[WHAT TO DO] Pick out each line in the entries below that contains the string "exact" and copy those lines, treating uppercase and lowercase as different.

Rows from a box labeling dataset:

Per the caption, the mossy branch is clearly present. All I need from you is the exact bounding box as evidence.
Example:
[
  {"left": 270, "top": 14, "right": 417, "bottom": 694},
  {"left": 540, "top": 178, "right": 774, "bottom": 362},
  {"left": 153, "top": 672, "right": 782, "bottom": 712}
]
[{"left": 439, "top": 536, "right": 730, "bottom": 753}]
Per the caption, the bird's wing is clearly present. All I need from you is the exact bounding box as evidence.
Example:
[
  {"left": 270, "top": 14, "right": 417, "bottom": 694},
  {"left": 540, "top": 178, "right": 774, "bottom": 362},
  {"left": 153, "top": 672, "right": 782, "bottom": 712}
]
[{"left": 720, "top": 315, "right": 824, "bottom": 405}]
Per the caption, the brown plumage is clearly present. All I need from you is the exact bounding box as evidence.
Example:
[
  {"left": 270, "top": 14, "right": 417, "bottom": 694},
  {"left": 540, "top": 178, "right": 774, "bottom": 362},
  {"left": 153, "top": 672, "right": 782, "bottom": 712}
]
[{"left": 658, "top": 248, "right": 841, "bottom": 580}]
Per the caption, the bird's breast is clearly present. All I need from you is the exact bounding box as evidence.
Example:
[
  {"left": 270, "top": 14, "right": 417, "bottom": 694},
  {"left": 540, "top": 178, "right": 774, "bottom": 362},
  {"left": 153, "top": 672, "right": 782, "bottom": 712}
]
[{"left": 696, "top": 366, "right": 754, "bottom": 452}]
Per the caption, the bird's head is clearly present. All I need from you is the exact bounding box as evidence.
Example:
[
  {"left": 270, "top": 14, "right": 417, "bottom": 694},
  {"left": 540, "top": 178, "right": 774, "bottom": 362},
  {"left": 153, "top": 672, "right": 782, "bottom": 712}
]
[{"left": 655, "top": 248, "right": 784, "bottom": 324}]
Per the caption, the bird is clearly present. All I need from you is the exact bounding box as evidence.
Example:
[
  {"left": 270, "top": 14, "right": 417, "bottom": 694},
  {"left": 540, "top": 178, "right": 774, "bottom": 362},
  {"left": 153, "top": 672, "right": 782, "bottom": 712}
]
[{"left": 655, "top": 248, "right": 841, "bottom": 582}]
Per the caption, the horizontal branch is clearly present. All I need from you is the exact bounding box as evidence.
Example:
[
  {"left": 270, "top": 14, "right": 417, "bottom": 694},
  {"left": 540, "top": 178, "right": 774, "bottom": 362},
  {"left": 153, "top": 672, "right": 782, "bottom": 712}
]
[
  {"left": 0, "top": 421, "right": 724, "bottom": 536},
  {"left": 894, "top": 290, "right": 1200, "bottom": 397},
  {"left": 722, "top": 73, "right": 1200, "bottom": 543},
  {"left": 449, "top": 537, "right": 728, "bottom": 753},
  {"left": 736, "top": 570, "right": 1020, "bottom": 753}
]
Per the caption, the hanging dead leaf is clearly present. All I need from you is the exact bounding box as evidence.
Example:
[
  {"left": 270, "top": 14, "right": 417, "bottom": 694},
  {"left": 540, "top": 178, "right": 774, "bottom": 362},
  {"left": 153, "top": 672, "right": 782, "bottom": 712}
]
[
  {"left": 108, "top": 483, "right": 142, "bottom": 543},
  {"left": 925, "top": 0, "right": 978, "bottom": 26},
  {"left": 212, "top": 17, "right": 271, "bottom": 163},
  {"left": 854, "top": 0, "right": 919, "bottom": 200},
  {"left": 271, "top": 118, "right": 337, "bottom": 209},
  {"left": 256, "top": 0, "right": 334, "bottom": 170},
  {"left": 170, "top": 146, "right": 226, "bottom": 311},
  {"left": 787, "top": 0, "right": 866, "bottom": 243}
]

[PROBLEM SOLUTION]
Per the caption, the mossy branch is clearly present. All I need from you is the exact bounding box as evidence.
Per the caption, the bird's wing is clearly present. All I need from you is the exact bounding box as evidence.
Per the caption, the brown plumage is clearly present. All I need from you is the exact bounding box as evidence.
Per the caption, the bird's breast is clearly present. All I need from you is the exact bounding box as evidence.
Per the caption, the bird's head is clearly present. All I need from you is the exact bounding box as evidence.
Per the caption, the bird is clearly present. All I need from you is the exact bounding box as evidence.
Per the caption, the horizontal branch is clearly present. All I need from you is the exact bounding box as evidence.
Per the caption, the hanging dead leaf is clearly present. All I need from you is the exact bounding box as evidence.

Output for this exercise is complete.